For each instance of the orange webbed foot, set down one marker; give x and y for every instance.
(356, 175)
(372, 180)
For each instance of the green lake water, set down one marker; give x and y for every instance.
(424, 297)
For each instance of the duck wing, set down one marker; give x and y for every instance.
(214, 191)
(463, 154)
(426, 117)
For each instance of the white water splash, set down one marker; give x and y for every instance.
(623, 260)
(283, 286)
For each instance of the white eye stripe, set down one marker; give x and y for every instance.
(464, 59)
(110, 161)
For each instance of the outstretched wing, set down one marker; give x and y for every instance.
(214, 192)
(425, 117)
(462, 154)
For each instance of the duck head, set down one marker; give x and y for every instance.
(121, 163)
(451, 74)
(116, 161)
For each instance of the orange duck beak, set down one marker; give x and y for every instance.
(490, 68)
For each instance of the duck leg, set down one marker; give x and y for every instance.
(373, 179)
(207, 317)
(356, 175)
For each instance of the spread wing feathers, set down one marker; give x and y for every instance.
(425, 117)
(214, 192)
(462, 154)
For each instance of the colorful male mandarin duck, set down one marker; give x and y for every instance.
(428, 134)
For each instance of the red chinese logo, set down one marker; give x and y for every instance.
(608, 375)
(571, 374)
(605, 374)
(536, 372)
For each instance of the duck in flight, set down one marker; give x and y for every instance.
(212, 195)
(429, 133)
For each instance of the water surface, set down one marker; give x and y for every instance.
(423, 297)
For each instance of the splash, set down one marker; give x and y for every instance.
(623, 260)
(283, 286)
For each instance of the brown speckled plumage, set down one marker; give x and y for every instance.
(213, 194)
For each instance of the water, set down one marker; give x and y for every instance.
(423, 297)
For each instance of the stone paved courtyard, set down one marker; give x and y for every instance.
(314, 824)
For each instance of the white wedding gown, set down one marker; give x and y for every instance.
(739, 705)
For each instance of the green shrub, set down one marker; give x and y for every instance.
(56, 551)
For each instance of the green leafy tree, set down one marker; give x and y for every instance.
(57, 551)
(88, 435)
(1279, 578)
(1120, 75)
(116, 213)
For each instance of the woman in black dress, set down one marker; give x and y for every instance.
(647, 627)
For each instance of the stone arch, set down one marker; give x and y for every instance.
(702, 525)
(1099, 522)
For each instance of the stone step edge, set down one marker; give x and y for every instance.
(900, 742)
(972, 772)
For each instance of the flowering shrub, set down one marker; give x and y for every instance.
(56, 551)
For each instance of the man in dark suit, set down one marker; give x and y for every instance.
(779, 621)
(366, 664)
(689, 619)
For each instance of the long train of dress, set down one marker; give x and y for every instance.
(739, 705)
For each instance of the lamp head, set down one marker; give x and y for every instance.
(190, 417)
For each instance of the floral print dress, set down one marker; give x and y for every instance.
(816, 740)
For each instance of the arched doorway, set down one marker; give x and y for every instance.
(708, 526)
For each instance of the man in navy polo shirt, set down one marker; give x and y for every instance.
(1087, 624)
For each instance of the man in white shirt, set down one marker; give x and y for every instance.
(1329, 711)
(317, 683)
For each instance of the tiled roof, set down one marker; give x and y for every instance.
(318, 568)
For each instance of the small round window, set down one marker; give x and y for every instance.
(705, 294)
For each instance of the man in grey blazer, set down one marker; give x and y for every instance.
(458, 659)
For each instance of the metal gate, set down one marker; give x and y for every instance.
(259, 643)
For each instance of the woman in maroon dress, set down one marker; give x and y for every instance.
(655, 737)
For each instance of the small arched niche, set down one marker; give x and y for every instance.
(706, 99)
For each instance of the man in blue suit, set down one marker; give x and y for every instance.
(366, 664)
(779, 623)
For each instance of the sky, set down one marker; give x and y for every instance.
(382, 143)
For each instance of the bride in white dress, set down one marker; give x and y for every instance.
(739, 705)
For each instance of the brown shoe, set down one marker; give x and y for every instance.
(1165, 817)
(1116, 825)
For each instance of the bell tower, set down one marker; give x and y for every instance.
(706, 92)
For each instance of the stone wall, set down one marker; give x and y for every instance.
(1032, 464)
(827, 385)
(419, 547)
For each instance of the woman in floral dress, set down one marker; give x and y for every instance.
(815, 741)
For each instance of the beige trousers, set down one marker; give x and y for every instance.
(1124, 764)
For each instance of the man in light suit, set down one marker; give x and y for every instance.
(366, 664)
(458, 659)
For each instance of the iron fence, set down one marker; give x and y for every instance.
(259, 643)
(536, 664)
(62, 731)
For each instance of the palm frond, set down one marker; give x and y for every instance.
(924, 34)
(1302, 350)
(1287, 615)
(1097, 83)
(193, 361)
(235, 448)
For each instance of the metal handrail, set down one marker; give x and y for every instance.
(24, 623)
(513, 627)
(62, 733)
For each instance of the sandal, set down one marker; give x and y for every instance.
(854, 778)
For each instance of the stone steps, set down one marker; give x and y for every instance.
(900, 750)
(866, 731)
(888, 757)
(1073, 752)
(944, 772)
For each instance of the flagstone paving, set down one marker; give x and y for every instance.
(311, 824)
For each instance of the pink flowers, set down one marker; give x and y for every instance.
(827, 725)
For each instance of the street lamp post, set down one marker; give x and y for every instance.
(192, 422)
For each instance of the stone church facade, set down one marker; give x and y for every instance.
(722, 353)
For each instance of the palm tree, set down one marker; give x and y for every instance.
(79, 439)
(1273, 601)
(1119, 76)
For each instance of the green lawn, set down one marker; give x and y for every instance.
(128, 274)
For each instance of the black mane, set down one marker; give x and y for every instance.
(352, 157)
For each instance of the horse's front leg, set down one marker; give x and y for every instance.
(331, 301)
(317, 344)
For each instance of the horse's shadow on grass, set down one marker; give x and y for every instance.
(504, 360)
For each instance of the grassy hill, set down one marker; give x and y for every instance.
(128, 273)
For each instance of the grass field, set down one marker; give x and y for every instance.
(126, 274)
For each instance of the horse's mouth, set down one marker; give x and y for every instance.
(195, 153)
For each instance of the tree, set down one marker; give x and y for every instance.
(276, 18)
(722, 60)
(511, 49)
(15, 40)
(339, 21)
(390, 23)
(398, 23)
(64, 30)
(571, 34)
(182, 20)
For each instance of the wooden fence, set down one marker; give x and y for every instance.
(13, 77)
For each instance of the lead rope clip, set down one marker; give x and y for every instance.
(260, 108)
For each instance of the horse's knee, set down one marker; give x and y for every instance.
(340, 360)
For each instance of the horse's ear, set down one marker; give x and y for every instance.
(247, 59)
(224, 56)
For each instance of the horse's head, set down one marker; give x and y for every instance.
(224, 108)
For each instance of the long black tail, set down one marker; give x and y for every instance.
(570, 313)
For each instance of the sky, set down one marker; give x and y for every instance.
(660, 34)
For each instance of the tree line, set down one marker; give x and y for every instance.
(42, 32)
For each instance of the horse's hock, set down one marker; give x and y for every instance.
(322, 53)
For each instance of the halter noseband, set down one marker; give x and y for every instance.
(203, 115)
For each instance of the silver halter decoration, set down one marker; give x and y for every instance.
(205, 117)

____

#### YOUR TASK:
Give back exactly the lines from the line holding "For each instance of the long black" through the last line of the listing, including both.

#### ANSWER FOR THIS EXERCISE:
For each instance of the long black tail, set down one marker; give x and y for every instance.
(570, 313)
For each instance of the sky, set down one marker; give x and y for every instance.
(660, 34)
For each instance of the tree line, set down one marker; give x and y for every instance.
(42, 32)
For each instance of the horse's hock, set down one marker; give x and y for every instance.
(322, 53)
For each instance of the halter noseband, set down one marker; give x and y for every instance.
(203, 115)
For each instance of the silver halter decoration, set down one marker; give x and y for every instance.
(205, 117)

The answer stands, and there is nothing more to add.